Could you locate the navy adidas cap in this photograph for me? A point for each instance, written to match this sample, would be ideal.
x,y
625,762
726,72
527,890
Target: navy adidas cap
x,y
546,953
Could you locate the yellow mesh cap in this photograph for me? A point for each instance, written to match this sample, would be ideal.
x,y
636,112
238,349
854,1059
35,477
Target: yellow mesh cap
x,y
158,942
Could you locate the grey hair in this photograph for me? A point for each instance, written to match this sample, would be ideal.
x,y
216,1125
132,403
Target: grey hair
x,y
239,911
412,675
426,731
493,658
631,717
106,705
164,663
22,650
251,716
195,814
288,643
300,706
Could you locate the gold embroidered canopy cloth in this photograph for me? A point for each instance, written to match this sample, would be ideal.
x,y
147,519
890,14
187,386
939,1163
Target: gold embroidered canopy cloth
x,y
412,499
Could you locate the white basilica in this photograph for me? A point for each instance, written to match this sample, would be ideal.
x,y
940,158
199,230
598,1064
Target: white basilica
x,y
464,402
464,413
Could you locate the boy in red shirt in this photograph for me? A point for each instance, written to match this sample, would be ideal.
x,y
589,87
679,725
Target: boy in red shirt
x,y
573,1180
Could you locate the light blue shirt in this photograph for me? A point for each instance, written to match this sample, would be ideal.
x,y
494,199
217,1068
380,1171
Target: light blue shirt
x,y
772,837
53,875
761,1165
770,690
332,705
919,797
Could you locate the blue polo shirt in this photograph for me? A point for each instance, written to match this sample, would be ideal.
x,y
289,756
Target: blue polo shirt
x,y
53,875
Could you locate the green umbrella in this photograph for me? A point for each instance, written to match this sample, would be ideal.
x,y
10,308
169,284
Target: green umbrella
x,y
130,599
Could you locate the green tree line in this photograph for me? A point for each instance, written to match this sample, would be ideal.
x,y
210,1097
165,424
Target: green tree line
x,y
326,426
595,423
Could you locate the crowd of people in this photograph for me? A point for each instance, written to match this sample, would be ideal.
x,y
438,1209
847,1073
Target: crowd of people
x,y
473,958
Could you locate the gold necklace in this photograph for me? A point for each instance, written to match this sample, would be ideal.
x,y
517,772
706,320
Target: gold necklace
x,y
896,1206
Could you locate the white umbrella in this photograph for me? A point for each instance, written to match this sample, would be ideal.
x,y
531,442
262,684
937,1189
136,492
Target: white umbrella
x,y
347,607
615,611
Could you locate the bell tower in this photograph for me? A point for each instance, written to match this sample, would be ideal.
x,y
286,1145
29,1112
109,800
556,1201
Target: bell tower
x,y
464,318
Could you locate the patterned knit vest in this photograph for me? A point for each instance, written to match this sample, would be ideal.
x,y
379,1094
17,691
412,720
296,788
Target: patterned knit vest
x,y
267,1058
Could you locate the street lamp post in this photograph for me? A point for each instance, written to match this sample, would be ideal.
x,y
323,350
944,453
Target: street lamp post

──────────────────────────────

Copy every one of the lines above word for word, with no changes.

Could you locate the navy adidas cap in this photograph for me? A point for each instance, written to match this sample, would be ideal.
x,y
625,762
726,72
527,890
Target: navy adidas cap
x,y
546,953
Could you locate the yellow mesh cap in this photograph for me? A point for each instance, written to match this sample, would be ideal.
x,y
636,112
238,349
854,1059
35,477
Target: yellow mesh cap
x,y
158,942
Could you locate the grey hair in this photograph for me? A point for each instance, written to match this sample, would be ideal.
x,y
216,1125
132,403
Target: grey hair
x,y
239,911
412,675
426,731
493,658
631,717
106,705
164,663
22,650
251,716
195,814
288,643
300,706
Could you locate the gold embroidered canopy cloth in this photograph for me? A point for each instance, written to match this sample, would be ideal.
x,y
147,519
890,14
187,386
939,1163
Target: gold embroidered canopy cloth
x,y
412,499
Could you locate the white basilica in this photograph for me? A point for each instance, written to match this sample, would be ideal.
x,y
940,158
199,230
598,1064
Target: white basilica
x,y
464,402
464,413
Could you locate the boy in red shirt in this photograph for me? A point for each instance, written to match this sample, would be ideal.
x,y
589,87
679,725
Target: boy in red shirt
x,y
573,1180
Could you locate the light blue shirt in this photograph for me? A point for each instance, written to match this sample, would be ideal.
x,y
494,199
217,1068
380,1171
Target: light blue shirt
x,y
772,837
53,875
761,1165
770,690
332,705
919,797
Could you locate the blue polo shirt in this photograph for me? A point for each instance, written to match this sample, would be ideal.
x,y
289,756
Target: blue polo shirt
x,y
53,875
Could you locate the green umbrella in this photograph for me? A point for each instance, written to match this sample, would be ideal.
x,y
10,308
169,284
Target: green umbrella
x,y
130,599
Could you locate the green tree line in this photograph for me? A point for each instance, written to match this sample, would be ideal.
x,y
210,1097
165,424
Target: green tree line
x,y
326,426
595,423
Could you locate the crowd of people in this photograph for me? A point for each instance, written to match this sample, would be ideal.
x,y
438,1209
847,1073
Target: crowd of people
x,y
473,958
Could you locate the gold necklace in this photograph for me? A point for each instance, written to match this sample, would be ideal.
x,y
517,772
706,320
Target: gold necklace
x,y
896,1206
Could you locate the white umbrella in this photograph for me? A point for each instance, written to match this sample, would be ideal.
x,y
531,442
262,684
937,1189
136,492
Target: white umbrella
x,y
347,607
615,611
Could you locate the bell tower in this photograph for me? A point for each instance, written to match this sample, would be ideal.
x,y
286,1145
29,1112
109,800
556,1201
Target: bell tower
x,y
464,318
Could you locate the patterned knit vest in this photograph for me? A point for each instance, written to match this sample, would be ideal.
x,y
379,1094
17,691
412,720
296,788
Target: patterned knit vest
x,y
267,1058
Could you locate the street lamp post in this photograph for me? A point for each instance, written to match this sample, would be ideal.
x,y
323,350
944,453
Target: street lamp post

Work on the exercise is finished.